**Set exercise**
Pick up the scripted dialogue about the falling-out with Snot and continue it from its final line.

**Text to read**
——————————

And we can trap Barry with food.

He'll eat himself to death
like a goldfish.

There's a lot of fight in Snot,

but we can nab him when he's weakest...

Right after he sells his plasma.

Nah, I've got rat stuff to do.

Good luck digging yourself
out of this hole, Steve.

How do you know my name?

Uh...

Chuck E. Cheese knows

all the children's names.

So... should we report
the guy in the rat costume

assaulting kids?

I'm more concerned about
the rat in the guy costume

assaulting friendships.

- Snotter...
- Don't Snotter me.

You betrayed us!

I haven't felt this betrayed
since "Scrubs" moved to ABC!

How old were you when that happened?

Well, how old am I now and when
was that, and now subtract.

Think, Snot. Think!

This bad blood... this is on you!

Snot, please take me back as a friend.

I can't get Bluetooth to sync,

but pretend it's playing
your favorite Matisyahu song.

So I should just pretend

his entire catalogue is
playing at the same time?

Fat chance!

You backstabbed us
during Friendiversary!

0-for-3.

I'd say you're 3-for-3
at losing your friends.

Perfect record, bud.

Thanks for putting
a positive spin on it.

Looks like you're the
only friend I have left.

——————————

Some records:

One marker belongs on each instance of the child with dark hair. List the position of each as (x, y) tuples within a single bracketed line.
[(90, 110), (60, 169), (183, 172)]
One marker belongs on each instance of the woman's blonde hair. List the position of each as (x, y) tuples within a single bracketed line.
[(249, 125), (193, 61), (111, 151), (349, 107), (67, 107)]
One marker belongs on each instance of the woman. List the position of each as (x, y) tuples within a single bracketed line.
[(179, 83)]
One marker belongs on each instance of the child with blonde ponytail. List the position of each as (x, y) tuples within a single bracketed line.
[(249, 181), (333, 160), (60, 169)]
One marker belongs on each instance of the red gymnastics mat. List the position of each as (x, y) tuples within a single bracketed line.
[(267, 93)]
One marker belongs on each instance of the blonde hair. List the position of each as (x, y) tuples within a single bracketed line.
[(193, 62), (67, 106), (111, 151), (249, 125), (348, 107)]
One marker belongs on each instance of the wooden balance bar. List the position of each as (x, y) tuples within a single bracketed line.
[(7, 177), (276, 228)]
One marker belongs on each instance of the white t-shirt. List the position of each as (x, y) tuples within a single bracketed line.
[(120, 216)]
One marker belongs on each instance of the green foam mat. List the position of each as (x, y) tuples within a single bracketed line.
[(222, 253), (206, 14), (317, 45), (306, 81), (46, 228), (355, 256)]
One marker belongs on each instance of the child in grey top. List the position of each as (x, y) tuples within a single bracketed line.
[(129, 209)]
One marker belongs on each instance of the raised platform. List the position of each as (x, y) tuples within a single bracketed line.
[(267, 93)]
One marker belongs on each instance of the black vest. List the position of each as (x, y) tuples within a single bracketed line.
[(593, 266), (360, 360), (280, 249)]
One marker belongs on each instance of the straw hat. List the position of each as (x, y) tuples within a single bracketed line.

——————————

**Exercise result**
We all make mistakes,
but life is like a game of squash.

You got to keep on whackin'.

I forgot all about your tournament.

- Rotten Steve!
- You stop that right now.

I doubt there's even time
to enter the tournament.

Well, we could make the cutoff.

But we wouldn't be able
to take my friend Nancy's

hot aerobics class before.

Would you be willing to play

without taking Nancy's
hot aerobics, Steve?

Honestly, we won't be as loose.

Okay. I'll be your squash partner.

You're giving me a second
chance at friendship,

and this time, I'm gonna do it right.

- Oh!
- You're doing it wrong!

Damn it, Steve, clear a path!

You got it, friend.

Get a clue, Steve.

[BLEEP]

Well played, Chip. Your serve.

Hey, Rog,
the kid's all covered in welts.

- Your serve, Chip.
- How about we call it?

How about you serve, Chip?

Okay, Steve,
clear that path and we got this.

Clear a path!

Path!

Clear it!

Aah!

[BLEEP]

Hell of a game.
Nice backhand today, Bob.

My partner just didn't have it.

Is he gonna be okay?

Are you gonna be okay?

Hey, you just worry
about the next round.

Go win this thing.

What are we doing next?

I don't understand.

You're acting like we're friends,

but you're bad at squash.
What am I missing here?

You're missing high-quality backpacks

made out of recycled materials!

- I am?
- "I am?"

Just kidding.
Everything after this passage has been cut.